**Texte présenté**
Contenu de la décision

Date: 20240717

Dossiers: 572-34-40472 à 40474

 

Référence: 2024 CRTESPF 90

 

Loi sur la Commission des

relations de travail et de l’emploi

dans le secteur public fédéral et

Loi sur les relations de travail

dans le secteur public fédéral

Coat of Arms

Devant une formation de la

Commission des relations

de travail et de l’emploi

dans le secteur public fédéral

Entre

 

Agence du revenu du Canada

demanderesse

 

et

 

Institut professionnel de la fonction publique du Canada

 

défendeur

Répertorié

Agence du revenu du Canada c. Institut professionnel de la fonction publique du Canada

 

Affaire concernant une demande, déposée en vertu du paragraphe 71(1) de la Loi sur les relations de travail dans le secteur public fédéral, pour une ordonnance déclarant qu’un poste est un poste de direction ou de confiance

Devant : Christopher Rootham, une formation de la Commission des relations de travail et de l’emploi dans le secteur public fédéral

Pour la demanderesse : Natalie Atherton, représentante

Pour le défendeur : Vance Coulas, Institut professionnel de la fonction publique du Canada

Décision rendue sur la base d’arguments écrits
déposés le 28
février et les 20 et 27 mars 2024.

(Traduction de la CRTESPF)

 


MOTIFS DE DÉCISION

(TRADUCTION DE LA CRTESPF)

**Travail à réaliser**
Poursuivez la rédaction de la décision relative à la demande de l'Agence du revenu du Canada, en reprenant immédiatement après ses dernières lignes. Le matériel qui suit est distinct du texte et sans rapport avec lui.

**Matériel recueilli**
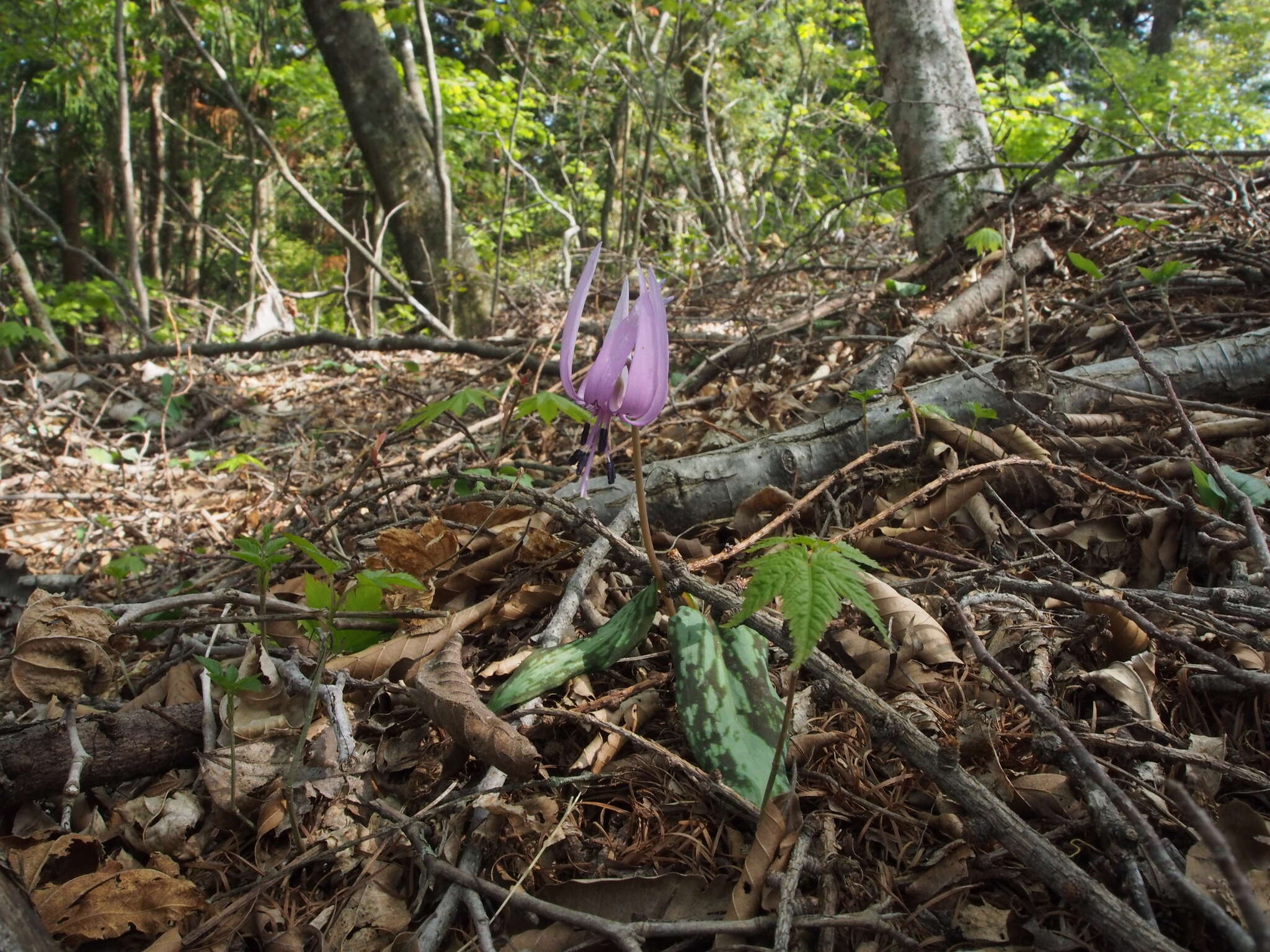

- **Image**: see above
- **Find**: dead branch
[0,703,203,806]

**Résultat de l'exercice**
I. Aperçu

[1] L’Agence du revenu du Canada (ARC) a présenté une demande d’exclusion de trois postes de l’unité de négociation Vérification, finances et sciences représentée par l’Institut professionnel de la fonction publique du Canada (IPFPC). Les trois postes sont rattachés à la Section de l’analyse démographique et de l’effectif de l’ARC. Cette section fournit des analyses statistiques et démographiques de l’effectif de l’ARC à ses cadres supérieurs. L’ARC a demandé l’exclusion de 3 des 14 postes de cette section : un poste de gestionnaire, un poste d’analyste principal et un poste d’analyste. L’ARC a fondé sa demande sur l’alinéa 59(1)h) de la Loi sur les relations de travail dans le secteur public fédéral (L.C. 2003, ch. 22, art. 2; la « Loi »).

[2] L’alinéa 59(1)h) de la Loi exige trois choses du titulaire du poste : (1) qu’il ait des fonctions et des responsabilités à l’égard du titulaire d’un poste qui est exclu en vertu de l’alinéa 59(1)b), c), d) ou f); (2) que ses fonctions et responsabilités soient confidentielles par rapport à ce poste; (3) que ses fonctions soient liées à des questions de relations de travail. J’ai conclu que l’ARC n’a pas démontré le deuxième élément de ce critère. Par conséquent, je rejette les demandes.

II. Contexte procédural

[3] La présente décision est émise en même temps que cinq autres décisions concernant des demandes présentées par un employeur en vue d’exclure un poste ou un groupe de postes visés au paragraphe 59(1) de la Loi. Les six décisions portent les numéros de référence neutre 2024 CRTESPF 90 à 95.

[4] Pour situer le contexte, la Commission des relations de travail et de l’emploi dans le secteur public fédéral (la « Commission ») est autorisée à trancher toute affaire sans tenir d’audience; voir l’article 22 de la Loi sur la Commission des relations de travail et de l’emploi dans le secteur public fédéral (L.C. 2013, ch. 40, art. 365) et Walcott c. Alliance de la Fonction publique du Canada, 2024 CAF 68. Lorsque la Commission planifie une audience en personne pour une affaire d’exclusion, celle-ci dure généralement un ou deux jours au plus. Cependant, un grand nombre de demandes d’exclusion ont été déposées avant 2023. Par conséquent, la Commission a recensé 53 dossiers plus anciens susceptibles d’être tranchés par écrit.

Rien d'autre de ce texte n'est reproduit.